## To do
Starting at the beginning of the listing and ending at the line that contains "<point>307,329</point>", reproduce those lines with "wicker basket" renamed to "rattan basket" and nothing else altered.

## Supplied records
— BEGIN —
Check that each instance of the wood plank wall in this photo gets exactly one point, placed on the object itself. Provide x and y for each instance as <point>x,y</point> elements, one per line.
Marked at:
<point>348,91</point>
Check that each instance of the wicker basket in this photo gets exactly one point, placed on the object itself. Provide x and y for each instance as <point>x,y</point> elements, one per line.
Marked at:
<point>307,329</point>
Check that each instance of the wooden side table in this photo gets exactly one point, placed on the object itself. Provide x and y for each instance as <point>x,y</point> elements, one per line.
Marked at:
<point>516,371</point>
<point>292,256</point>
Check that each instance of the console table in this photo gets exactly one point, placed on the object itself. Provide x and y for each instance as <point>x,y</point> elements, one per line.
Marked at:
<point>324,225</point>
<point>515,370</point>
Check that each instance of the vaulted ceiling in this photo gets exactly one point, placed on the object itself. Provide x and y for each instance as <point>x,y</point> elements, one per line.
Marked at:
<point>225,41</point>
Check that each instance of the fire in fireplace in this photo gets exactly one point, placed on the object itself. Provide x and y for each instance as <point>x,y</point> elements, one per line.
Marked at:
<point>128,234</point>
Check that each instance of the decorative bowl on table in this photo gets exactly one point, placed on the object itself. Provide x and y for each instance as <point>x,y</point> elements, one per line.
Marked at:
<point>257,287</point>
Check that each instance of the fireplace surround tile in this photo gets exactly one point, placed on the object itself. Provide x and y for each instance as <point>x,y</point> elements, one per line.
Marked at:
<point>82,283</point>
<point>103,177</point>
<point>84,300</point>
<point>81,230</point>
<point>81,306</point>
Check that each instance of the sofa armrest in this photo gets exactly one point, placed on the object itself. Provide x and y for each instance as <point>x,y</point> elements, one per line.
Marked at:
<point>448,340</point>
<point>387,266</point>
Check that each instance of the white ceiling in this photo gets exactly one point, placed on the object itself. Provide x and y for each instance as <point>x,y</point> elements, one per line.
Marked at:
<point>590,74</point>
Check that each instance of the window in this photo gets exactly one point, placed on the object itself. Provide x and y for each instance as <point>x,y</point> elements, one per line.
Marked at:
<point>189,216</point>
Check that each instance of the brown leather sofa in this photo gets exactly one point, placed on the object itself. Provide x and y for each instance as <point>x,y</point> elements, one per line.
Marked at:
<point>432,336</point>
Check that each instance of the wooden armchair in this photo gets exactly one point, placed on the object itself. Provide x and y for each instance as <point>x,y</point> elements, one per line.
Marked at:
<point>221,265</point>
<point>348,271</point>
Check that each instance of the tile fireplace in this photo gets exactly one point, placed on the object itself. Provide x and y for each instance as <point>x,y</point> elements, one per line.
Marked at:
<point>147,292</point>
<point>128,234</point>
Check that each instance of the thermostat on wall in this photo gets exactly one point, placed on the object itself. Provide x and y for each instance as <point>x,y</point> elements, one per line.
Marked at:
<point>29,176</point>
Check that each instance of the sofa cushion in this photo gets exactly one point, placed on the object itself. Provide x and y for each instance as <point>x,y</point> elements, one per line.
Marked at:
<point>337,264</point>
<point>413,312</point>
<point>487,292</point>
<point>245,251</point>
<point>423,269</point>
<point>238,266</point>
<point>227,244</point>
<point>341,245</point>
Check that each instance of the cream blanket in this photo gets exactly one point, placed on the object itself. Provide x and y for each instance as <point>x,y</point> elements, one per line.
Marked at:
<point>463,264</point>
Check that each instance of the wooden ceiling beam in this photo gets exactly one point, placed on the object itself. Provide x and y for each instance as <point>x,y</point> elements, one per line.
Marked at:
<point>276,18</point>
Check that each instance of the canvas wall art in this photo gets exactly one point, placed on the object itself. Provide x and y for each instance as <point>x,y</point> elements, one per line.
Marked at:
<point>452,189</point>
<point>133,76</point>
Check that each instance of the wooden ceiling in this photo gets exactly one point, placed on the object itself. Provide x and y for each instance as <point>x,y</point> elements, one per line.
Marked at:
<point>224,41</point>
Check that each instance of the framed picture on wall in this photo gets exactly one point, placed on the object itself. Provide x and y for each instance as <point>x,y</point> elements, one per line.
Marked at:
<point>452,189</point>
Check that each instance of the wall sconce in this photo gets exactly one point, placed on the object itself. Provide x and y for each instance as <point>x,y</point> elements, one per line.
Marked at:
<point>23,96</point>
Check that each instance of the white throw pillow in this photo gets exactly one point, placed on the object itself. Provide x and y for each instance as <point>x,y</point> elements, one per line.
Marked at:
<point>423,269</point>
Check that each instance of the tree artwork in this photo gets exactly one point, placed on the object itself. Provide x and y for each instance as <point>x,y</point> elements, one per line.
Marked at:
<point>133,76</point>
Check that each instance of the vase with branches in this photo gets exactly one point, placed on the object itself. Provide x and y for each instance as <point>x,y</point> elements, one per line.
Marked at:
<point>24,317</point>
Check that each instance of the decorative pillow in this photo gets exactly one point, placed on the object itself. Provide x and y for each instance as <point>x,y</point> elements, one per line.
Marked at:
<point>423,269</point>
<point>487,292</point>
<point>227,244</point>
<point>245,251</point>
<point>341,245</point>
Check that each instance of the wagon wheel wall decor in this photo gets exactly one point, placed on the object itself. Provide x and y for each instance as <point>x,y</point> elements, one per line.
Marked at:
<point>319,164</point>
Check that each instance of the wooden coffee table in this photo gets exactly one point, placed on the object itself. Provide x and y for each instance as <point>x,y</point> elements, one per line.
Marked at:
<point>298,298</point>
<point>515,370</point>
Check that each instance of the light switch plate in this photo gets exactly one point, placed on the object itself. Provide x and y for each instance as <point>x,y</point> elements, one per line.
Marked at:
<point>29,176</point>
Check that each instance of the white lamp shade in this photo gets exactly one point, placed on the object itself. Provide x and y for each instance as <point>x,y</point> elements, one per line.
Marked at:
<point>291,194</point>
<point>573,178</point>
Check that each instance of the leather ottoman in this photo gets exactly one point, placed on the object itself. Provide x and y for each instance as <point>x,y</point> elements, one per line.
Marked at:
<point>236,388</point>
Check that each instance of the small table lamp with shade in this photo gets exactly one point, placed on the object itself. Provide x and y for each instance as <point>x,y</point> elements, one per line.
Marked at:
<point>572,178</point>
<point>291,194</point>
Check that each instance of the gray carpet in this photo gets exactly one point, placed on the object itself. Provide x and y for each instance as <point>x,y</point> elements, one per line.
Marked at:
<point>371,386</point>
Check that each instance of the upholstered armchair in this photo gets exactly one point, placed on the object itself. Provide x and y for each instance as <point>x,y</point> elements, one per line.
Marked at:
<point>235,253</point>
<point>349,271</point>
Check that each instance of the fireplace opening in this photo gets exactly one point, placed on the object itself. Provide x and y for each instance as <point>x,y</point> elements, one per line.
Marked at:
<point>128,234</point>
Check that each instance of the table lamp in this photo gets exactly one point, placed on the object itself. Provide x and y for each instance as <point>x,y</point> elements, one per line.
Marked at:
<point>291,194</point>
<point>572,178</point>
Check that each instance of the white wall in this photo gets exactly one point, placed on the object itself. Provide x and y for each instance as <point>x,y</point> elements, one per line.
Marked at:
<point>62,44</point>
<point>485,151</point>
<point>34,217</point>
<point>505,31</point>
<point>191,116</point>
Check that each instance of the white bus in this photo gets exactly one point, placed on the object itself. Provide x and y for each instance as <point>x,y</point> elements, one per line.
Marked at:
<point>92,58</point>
— END —
## Reply to the exercise
Check that each instance of the wood plank wall in this photo gets exactly one point, placed on the object itself. Provide x and y for each instance as <point>x,y</point> elements, one per line.
Marked at:
<point>348,91</point>
Check that each instance of the rattan basket in this photo gets exactly one point, placed on the object itself. Provide x and y for each instance as <point>x,y</point> elements, one per line.
Marked at:
<point>307,329</point>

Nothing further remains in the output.